- [DO THIS]:
Filter the records below, keeping only the lines that contain the word "reflection".

Items listed in a dataset
- - -
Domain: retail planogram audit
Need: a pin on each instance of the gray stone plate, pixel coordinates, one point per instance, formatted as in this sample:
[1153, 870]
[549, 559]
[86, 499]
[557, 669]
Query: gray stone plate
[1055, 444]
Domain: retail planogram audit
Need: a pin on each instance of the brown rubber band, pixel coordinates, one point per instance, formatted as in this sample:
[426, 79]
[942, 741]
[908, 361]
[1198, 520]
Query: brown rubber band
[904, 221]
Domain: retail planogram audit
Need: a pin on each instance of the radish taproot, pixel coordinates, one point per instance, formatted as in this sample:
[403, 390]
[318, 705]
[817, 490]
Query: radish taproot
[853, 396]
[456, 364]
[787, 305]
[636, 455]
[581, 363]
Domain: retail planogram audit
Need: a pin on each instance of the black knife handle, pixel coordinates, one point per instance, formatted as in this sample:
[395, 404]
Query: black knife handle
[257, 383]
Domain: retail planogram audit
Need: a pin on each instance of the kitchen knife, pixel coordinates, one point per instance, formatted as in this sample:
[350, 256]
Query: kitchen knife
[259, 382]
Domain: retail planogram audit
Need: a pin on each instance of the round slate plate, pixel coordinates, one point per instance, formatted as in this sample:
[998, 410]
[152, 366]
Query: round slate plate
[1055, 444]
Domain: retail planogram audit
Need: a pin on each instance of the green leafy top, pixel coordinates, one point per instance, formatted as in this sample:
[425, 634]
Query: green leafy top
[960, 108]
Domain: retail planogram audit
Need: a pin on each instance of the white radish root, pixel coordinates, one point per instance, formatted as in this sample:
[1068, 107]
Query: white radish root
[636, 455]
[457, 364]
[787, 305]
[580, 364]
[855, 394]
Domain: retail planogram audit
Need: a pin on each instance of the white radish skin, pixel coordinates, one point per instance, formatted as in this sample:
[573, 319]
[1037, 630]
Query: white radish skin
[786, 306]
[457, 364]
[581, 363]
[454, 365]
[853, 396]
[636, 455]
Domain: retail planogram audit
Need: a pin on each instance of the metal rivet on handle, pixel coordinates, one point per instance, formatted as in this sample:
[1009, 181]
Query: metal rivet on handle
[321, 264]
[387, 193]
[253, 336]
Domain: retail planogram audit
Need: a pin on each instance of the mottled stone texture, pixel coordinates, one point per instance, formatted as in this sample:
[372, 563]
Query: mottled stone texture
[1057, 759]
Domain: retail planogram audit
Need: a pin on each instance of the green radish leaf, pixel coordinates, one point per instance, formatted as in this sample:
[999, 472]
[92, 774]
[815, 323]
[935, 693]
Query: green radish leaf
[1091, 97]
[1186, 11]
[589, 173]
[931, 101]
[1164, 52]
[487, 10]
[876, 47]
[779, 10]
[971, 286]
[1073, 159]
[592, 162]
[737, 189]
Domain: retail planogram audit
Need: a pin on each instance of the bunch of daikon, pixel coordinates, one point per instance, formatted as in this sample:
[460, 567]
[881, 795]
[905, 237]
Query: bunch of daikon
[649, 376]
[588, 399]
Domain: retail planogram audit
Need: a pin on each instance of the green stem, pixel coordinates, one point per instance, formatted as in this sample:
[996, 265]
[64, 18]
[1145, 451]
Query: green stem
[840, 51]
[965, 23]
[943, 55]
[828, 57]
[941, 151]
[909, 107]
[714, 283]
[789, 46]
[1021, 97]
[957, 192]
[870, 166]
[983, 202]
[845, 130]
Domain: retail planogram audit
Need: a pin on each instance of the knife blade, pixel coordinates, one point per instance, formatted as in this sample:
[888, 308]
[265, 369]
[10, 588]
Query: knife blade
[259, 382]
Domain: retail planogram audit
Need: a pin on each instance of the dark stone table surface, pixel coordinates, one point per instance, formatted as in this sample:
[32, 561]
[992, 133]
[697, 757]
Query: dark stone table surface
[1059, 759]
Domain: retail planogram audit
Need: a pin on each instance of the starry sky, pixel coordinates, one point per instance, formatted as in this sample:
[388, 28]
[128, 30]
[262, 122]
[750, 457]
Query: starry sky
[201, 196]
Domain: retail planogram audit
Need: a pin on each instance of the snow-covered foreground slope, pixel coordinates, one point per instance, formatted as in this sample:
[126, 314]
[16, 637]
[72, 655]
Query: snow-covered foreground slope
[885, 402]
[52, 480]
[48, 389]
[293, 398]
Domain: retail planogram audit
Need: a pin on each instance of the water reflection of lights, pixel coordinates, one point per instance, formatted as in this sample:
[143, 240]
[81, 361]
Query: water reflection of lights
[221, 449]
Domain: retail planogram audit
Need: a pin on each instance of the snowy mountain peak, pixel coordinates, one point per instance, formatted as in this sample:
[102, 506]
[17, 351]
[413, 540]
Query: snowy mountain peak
- - -
- [WRITTEN RESPONSE]:
Need: a pin on each instance of the water reflection of lights, pixel coordinates, one point per instance, formatted as in this sample:
Query: water reflection of lights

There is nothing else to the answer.